__Exercise__: Copy the lines below exactly, starting at the line that contains "of the pink" and ending at the last line of the records.

Position annotation records
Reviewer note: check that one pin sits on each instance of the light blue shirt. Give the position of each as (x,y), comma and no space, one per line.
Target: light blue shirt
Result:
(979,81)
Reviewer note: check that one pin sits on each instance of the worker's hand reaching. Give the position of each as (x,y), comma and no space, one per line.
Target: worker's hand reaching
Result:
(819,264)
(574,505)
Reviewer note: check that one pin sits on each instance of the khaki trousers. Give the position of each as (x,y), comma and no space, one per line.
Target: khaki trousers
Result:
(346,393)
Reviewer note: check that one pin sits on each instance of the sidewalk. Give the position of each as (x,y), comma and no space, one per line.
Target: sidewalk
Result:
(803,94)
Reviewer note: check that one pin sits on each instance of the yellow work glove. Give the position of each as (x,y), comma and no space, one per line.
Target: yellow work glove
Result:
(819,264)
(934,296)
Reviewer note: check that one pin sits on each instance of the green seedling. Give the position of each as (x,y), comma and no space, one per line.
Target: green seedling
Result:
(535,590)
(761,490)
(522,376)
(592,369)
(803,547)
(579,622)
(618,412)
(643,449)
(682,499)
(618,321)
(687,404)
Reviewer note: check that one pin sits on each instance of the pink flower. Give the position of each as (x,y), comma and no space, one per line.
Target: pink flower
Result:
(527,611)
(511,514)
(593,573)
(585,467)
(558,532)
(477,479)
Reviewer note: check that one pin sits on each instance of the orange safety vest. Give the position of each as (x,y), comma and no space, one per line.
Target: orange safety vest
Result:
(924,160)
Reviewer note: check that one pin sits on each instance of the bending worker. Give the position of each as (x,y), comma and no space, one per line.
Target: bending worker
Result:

__Result of the exercise__:
Reviewer note: check that one pin sits on each instance of the pink flower. Give the position of each as (x,y), comma and no space, one per line.
Target: pink flower
Result:
(527,611)
(511,514)
(593,573)
(585,467)
(558,532)
(477,479)
Reviewer note: check that one pin sits on each instance of the orange safety vest. Give the position of each as (x,y), comma and no space, one per line.
Target: orange safety vest
Result:
(924,160)
Reviewer note: check that one pin sits on each instance of the bending worker. Give the position of each as (x,y), comma and no space, one per line.
Target: bending worker
Result:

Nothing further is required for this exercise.